- [課題] 東ソーの再生医療研究を紹介する本文について、最後の文に続く部分を書いてください。

- [本文]

+---+

再生医療のトップランナーとなるために。
オール東ソーで難題に挑む姿を追う。

※掲載内容は取材・撮影時のものです。

INTRODUCTION

再生医療分野の産業化への動きが活発になっている。倫理や安全性など、クリアすべき問題も残されているが、一般社団法人「再生医療イノベーションフォーラム(FIRM)」が結成されるなど、産学官一体となった取り組みが本格化している。大学などアカデミックな研究段階から国家プロジェクト予算が組まれる段階を経て、多種多様な技術を保有する企業の活力を結集し、今まさに実用化への道を探る段階へと入ってきている。

ANSWER

東ソーが導いたもの

東ソーはライフサイエンス分野を研究開発の重点ターゲットの一つとして位置づけている。再生医療分野もその一つで、分離剤など診断や計測分野で培った技術を、再生医療の実用化においても活用できると判断して本格参入を果たす。まずはiPS細胞などの万能細胞の培養関連周辺製品の研究開発をスタート。化学・生物・物理・電子という多彩な専門メンバーで構成されるチームが、保有技術や可能性の広がる技術を先端領域で独創的に活かすチャレンジをしている。

PROFILE

松永 太一
ライフサイエンス研究所 装置開発グループ

START

オール東ソーのポテンシャルを
再生医療に活かす。

再生医療分野で、東ソーの保有技術を応用展開できないか? 研究は、そんな着想からスタートしました。私の考える「再生医療の産業化の成功」の一つのマイルストーンとは、製薬企業やバイオベンチャーだけでなく、化学メーカーである東ソーのような企業が多数参入し、事業として成り立つことです。私自身、iPS細胞に関わるアカデミックの研究をしてきた経験から、「基礎研究の成果を、どう産業化に結びつけるか?」そんな観点で東ソー全体を見渡しながら、様々な可能性を探るアプローチを行っています。また、他社動向の調査および権利関係の調査も併せて行い、それに基づく研究方針の立案をしていくつもりです。異分野専攻の研究員の協力を得ながら、別の研究所の素材や技術の活用も含めて、「オール東ソーのポテンシャルを再生医療に活かそう!」そのくらいの感覚で研究テーマの探索を続けています。詳細は明かせませんが、今のところ、iPS細胞などの万能細胞の培養関連周辺製品の研究開発に着手しています。

CHALLENGE

革新的な材料や装置の研究開発コンセプトを
導き出すアプローチ。

東ソーの研究開発の仕事の特長、それは研究員にかなりの裁量が委ねられていること。私自身も、アカデミックの研究者時代と同様、自由に研究を進める機会を与えられています。どんな着想でも仮説でも、まずは独自の方法でトライできる環境がここにはあります。だからこそ想像もできないような製品や事業が、途中でつぶされることなく次々と生まれてくるのだと思います。まさか自分が、化学メーカーで再生医療関連の事業化を主導する立場になるなんて、数年前には想像すらしませんでした。でも、実際はこうして現実になっているわけですからね。このチャンスをぜひ活かして、大きな成果に結びつけ、いつか「再生医療の東ソー」の名を世界にアピールしたいと思っています。

+---+

- [提供された行]
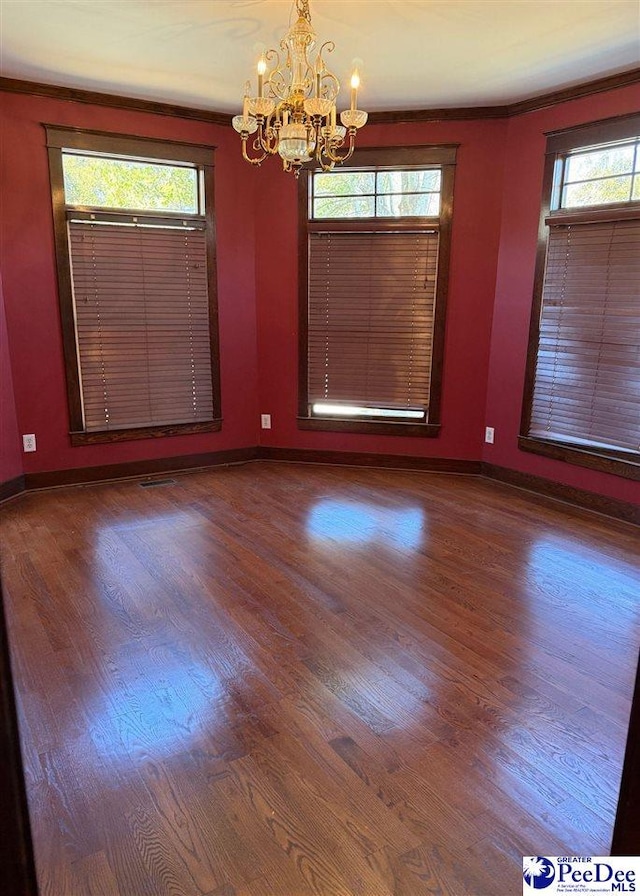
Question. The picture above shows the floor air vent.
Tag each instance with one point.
(157, 482)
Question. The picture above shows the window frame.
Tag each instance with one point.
(442, 156)
(99, 143)
(560, 144)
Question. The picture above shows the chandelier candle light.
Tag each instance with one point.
(294, 113)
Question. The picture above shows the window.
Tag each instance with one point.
(373, 283)
(582, 395)
(136, 272)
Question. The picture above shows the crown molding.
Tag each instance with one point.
(114, 101)
(461, 113)
(543, 101)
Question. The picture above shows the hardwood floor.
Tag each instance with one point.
(281, 680)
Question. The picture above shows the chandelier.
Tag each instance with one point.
(294, 112)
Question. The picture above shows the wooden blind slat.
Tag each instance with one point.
(142, 319)
(371, 313)
(587, 386)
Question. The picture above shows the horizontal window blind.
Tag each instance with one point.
(587, 383)
(142, 321)
(371, 315)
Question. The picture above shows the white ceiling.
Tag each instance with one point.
(417, 54)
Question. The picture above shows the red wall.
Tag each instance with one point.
(10, 454)
(475, 235)
(496, 208)
(30, 288)
(524, 162)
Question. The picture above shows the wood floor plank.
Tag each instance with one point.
(295, 680)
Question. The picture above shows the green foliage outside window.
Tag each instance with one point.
(103, 182)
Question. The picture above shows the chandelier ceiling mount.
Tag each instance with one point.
(293, 113)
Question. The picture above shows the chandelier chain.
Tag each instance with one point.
(302, 6)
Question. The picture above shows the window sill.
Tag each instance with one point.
(618, 465)
(335, 424)
(148, 432)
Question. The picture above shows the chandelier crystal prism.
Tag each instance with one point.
(294, 113)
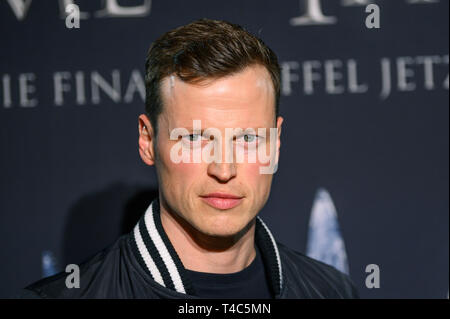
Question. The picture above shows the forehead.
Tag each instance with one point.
(244, 99)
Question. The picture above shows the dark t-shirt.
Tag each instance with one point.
(251, 282)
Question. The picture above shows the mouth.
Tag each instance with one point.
(222, 201)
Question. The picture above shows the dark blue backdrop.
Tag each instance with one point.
(377, 141)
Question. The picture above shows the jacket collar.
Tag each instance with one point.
(157, 256)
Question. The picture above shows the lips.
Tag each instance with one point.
(222, 201)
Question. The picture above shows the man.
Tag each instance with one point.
(212, 116)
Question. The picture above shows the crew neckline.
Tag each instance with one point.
(253, 269)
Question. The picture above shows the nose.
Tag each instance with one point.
(223, 172)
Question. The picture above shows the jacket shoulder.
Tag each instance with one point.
(312, 278)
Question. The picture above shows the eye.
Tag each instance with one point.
(192, 137)
(248, 138)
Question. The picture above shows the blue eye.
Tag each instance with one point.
(192, 137)
(248, 138)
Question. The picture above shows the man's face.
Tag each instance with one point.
(244, 100)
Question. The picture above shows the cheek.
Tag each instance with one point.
(254, 180)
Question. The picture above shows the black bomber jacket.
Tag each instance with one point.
(143, 264)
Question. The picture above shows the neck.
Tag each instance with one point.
(205, 253)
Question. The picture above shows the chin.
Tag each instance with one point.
(223, 227)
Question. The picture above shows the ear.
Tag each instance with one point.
(146, 140)
(279, 124)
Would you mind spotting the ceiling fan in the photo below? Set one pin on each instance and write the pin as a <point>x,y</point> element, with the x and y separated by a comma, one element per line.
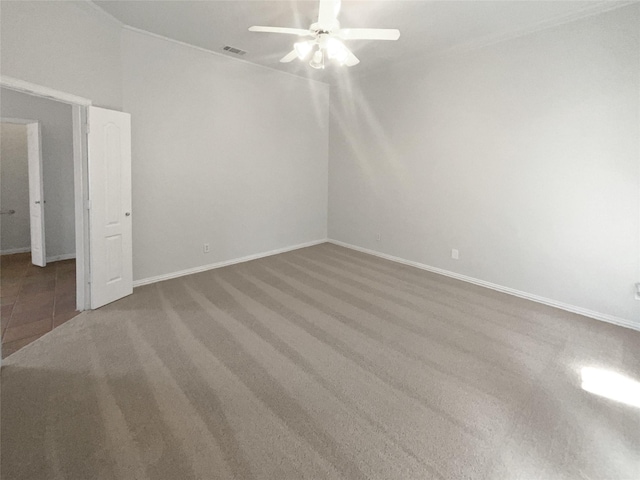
<point>327,38</point>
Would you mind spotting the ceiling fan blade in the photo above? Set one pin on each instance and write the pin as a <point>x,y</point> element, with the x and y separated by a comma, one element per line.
<point>351,59</point>
<point>289,57</point>
<point>368,33</point>
<point>289,31</point>
<point>328,12</point>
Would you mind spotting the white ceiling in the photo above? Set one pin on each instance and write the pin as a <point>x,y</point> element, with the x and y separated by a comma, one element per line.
<point>427,27</point>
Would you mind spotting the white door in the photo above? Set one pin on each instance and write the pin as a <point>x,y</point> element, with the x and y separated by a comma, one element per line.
<point>36,195</point>
<point>110,256</point>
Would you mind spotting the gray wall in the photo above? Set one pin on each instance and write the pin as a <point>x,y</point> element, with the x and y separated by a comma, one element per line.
<point>14,188</point>
<point>57,163</point>
<point>224,152</point>
<point>523,155</point>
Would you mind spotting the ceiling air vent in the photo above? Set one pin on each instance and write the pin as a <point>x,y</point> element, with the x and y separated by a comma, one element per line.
<point>234,50</point>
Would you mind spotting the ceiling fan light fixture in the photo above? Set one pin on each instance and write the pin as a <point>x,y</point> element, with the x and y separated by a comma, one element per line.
<point>317,61</point>
<point>303,49</point>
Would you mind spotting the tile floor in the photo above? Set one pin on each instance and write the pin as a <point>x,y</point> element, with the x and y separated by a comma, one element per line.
<point>34,300</point>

+---+

- [解答]
現在、再生医療の研究をしている機関へのヒアリングを行いながら、「さらなるブレークスルーのために何が必要か?」を探り、そこから革新的な材料や装置の研究開発コンセプトを導き出すアプローチを行っているところです。今までの自らの知見と東ソーに入社して得られた知識や技術を合わせて、様々な研究者と向き合うと、ユニークなアイデアがどんどん湧いてきます。濃密なディスカッションの中から、すぐにでも着手できそうな実験テーマが見つかったりもします。そのため、所内で行う仮説検証の実験と並行し、研究機関へのヒアリングなどを行い、これだ!と確信できるものを創りたいと思っています。

AND NEXT

再生医療のトップランナーの
一角に身を置くことが、不変のビジョン。

第一弾の研究開発コンセプトが固まり、いよいよ本格的な研究開発がスタートする段階を迎えています。研究所トップや経営トップと向き合い、プレゼンしたり、議論したりする機会もあり、そこから次々と夢のあるテーマが浮上しています。まさに今年は東ソーの再生医療へのチャレンジ元年になりそうです。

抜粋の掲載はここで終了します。